● **Trecho**

Abstract
Cegueira Cortical Bilateral e Síndrome de Anton, são mais comumente causados por AVC isquêmico. Nesta condição, os pacientes têm perda de visão, mas negam sua cegueira apesar da evidência objetiva de perda visual. Relatamos um caso de um paciente com múltiplos fatores de risco cardiovascular que desenvolveu infarto bilateral do lobo occipital recorrente com síndrome de Anton. Uma suspeita desta condição deve ser levantada quando o paciente tem negação de cegueira na presença de evidências clínicas e radiológicas de lesão do lobo occipital. O tratamento desta condição deve concentrar-se na causa subjacente, na qual o nosso paciente necessita de prevenção e reabilitação secundária de AVC.
1. Introdução
Cegueira cortical refere-se à perda de visão causada por lesões bilaterais do lobo occipital com presença de via visual anterior intacta. A síndrome de Anton (anosognosia visual) é uma complicação rara da cegueira cortical com negação da perda de visão pelo paciente que é incapaz de ver . Esse paciente pode confabular durante os exames visuais ou oferecer desculpas para seus sintomas ou pode se colocar em perigo para provar que é capaz de ver . Com danos no córtex de associação visual, o paciente é incapaz de reconhecer seu déficit visual . O derrame isquêmico é a causa mais comum de cegueira cortical . Descrevemos um caso com síndrome de Anton secundário a infarto occipital bilateral recorrente.

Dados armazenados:
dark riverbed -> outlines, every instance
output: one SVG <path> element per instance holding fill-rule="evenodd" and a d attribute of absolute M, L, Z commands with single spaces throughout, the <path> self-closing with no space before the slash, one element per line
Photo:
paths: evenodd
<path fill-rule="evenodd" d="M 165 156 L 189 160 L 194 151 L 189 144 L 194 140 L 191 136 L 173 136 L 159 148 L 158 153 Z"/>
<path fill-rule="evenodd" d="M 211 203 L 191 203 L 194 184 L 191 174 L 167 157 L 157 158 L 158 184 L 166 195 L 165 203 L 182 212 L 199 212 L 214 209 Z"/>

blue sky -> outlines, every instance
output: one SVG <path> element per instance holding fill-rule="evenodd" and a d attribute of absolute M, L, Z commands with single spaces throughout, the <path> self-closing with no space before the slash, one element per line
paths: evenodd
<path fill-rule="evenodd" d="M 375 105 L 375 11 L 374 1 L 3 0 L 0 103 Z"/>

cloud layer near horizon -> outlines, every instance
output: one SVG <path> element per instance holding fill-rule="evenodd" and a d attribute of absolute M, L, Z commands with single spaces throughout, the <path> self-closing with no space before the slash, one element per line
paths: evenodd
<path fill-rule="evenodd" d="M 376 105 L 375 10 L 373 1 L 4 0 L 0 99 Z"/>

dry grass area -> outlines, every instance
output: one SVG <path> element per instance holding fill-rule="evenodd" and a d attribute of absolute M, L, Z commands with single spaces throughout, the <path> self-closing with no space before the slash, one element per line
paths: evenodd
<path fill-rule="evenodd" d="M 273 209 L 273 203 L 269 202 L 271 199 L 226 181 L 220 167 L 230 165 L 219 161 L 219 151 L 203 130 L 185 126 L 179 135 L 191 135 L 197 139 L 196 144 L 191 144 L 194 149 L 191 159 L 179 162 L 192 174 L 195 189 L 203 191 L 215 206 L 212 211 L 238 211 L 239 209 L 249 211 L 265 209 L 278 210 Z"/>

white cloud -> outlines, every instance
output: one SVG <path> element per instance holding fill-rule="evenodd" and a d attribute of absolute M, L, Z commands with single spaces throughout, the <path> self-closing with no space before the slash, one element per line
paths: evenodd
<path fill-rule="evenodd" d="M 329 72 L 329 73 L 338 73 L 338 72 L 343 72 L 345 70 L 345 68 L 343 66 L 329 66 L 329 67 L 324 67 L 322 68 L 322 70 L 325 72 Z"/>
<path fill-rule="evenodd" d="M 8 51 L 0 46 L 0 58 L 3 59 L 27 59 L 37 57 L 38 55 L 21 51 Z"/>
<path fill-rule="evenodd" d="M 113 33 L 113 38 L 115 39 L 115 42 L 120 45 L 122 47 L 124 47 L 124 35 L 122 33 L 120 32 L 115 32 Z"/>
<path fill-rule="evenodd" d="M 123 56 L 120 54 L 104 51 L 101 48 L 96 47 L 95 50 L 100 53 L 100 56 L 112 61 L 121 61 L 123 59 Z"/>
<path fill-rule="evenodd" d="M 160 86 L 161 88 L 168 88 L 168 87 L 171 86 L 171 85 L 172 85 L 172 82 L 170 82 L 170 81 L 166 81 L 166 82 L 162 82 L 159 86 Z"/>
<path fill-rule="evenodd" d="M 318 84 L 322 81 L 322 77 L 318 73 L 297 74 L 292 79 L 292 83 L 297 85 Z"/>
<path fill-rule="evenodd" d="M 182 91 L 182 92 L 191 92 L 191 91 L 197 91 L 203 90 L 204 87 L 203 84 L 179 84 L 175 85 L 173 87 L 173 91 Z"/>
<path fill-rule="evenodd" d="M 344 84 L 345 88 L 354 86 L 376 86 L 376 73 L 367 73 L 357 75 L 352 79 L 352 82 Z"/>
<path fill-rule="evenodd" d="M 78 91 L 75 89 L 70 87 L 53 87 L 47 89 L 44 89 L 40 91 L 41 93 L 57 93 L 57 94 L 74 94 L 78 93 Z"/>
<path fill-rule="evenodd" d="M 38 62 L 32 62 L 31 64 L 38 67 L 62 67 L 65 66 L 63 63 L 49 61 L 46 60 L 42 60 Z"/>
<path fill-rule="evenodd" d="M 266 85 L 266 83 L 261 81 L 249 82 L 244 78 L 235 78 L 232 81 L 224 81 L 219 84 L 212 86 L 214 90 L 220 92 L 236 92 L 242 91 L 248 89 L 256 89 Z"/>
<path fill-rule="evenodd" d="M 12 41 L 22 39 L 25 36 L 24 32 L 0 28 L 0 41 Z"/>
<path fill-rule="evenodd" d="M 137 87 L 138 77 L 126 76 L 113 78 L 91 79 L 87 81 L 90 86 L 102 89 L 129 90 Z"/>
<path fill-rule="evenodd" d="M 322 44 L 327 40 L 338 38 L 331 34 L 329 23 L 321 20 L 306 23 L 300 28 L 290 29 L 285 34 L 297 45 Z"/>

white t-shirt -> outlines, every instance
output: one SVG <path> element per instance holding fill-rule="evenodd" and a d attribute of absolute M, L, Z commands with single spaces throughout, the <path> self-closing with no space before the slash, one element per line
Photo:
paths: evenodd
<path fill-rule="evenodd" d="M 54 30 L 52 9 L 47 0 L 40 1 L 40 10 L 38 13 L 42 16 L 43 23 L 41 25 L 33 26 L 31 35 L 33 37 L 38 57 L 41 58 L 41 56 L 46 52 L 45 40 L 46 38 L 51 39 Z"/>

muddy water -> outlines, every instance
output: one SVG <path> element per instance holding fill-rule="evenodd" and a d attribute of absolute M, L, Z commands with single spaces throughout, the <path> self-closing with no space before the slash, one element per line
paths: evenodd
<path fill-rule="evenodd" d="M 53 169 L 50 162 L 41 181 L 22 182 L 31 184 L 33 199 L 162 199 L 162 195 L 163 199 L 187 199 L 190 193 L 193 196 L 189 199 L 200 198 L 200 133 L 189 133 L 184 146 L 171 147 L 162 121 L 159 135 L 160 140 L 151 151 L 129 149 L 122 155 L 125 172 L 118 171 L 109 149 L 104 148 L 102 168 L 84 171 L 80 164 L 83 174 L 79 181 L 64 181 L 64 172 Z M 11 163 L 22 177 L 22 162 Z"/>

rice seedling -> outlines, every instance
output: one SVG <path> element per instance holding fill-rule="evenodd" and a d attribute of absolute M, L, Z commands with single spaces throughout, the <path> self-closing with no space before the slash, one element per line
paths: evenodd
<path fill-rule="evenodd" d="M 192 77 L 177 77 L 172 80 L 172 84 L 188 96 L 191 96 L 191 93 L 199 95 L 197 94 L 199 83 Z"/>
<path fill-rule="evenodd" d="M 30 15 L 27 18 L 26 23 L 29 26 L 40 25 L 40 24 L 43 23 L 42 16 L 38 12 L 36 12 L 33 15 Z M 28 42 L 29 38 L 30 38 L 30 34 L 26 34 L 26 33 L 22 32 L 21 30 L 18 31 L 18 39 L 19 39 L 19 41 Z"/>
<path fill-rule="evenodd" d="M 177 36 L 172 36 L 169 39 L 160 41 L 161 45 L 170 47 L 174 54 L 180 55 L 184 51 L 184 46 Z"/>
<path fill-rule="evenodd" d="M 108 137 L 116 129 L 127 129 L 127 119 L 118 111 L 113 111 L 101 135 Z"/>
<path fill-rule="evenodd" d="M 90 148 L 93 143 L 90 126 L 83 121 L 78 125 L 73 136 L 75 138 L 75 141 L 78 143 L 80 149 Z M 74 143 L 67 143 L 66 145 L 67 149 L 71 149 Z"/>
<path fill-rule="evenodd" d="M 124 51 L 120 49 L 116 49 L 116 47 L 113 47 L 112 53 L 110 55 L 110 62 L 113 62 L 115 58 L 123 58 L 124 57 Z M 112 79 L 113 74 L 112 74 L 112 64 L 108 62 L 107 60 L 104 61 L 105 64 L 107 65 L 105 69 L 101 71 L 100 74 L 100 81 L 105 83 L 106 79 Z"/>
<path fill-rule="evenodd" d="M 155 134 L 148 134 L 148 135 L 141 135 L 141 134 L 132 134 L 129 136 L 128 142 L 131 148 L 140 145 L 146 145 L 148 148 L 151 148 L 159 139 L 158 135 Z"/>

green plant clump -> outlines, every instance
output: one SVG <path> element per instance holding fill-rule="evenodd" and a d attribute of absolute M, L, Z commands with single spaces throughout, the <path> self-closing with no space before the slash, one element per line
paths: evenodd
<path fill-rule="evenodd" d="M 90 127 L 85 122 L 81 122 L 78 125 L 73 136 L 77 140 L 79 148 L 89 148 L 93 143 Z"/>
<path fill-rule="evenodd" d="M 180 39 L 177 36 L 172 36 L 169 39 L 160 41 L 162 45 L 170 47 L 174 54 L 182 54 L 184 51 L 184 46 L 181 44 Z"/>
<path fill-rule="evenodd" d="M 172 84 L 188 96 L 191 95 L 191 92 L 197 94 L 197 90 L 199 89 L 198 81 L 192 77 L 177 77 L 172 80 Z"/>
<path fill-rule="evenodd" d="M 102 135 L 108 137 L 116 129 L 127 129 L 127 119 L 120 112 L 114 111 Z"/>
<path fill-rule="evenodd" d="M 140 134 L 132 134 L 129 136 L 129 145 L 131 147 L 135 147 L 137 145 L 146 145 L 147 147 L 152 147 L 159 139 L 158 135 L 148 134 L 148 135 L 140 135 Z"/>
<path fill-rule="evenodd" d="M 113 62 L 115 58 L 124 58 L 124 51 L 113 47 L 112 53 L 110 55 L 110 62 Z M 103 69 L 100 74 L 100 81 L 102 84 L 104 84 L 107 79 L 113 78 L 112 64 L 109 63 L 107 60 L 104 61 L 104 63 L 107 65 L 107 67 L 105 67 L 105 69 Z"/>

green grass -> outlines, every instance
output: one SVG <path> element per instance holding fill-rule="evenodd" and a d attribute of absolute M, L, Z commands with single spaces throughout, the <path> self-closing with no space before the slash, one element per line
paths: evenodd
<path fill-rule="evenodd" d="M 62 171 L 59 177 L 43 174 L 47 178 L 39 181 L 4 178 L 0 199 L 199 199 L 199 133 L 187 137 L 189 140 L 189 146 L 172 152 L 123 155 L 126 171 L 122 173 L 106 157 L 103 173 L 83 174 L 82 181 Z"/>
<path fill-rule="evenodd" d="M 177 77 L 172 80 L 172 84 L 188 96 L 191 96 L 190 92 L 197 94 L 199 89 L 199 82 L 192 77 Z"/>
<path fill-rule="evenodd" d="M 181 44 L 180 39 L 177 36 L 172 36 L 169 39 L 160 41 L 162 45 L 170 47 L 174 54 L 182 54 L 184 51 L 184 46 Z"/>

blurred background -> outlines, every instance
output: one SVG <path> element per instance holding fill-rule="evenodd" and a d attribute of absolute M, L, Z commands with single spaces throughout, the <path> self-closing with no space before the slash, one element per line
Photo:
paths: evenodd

● **Tarefa 1**
Reescreva o trecho sobre a síndrome de Anton começando em "1. Introdução" e seguindo até "occipital bilateral recorrente.". Substitua "derrame isquêmico" por "AVC isquêmico".
● **Tarefa 2**
Responda a estas perguntas sobre o trecho sobre a síndrome de Anton:
(a) Que outro nome o trecho dá à síndrome de Anton?
(b) Em que deve concentrar-se o tratamento dessa condição?
(c) Que fatores de risco tinha o paciente do caso relatado?

● **Solução 1**
1. Introdução
Cegueira cortical refere-se à perda de visão causada por lesões bilaterais do lobo occipital com presença de via visual anterior intacta. A síndrome de Anton (anosognosia visual) é uma complicação rara da cegueira cortical com negação da perda de visão pelo paciente que é incapaz de ver . Esse paciente pode confabular durante os exames visuais ou oferecer desculpas para seus sintomas ou pode se colocar em perigo para provar que é capaz de ver . Com danos no córtex de associação visual, o paciente é incapaz de reconhecer seu déficit visual . O AVC isquêmico é a causa mais comum de cegueira cortical . Descrevemos um caso com síndrome de Anton secundário a infarto occipital bilateral recorrente.

● **Solução 2**
(a) Anosognosia visual.
(b) Na causa subjacente.
(c) Múltiplos fatores de risco cardiovascular.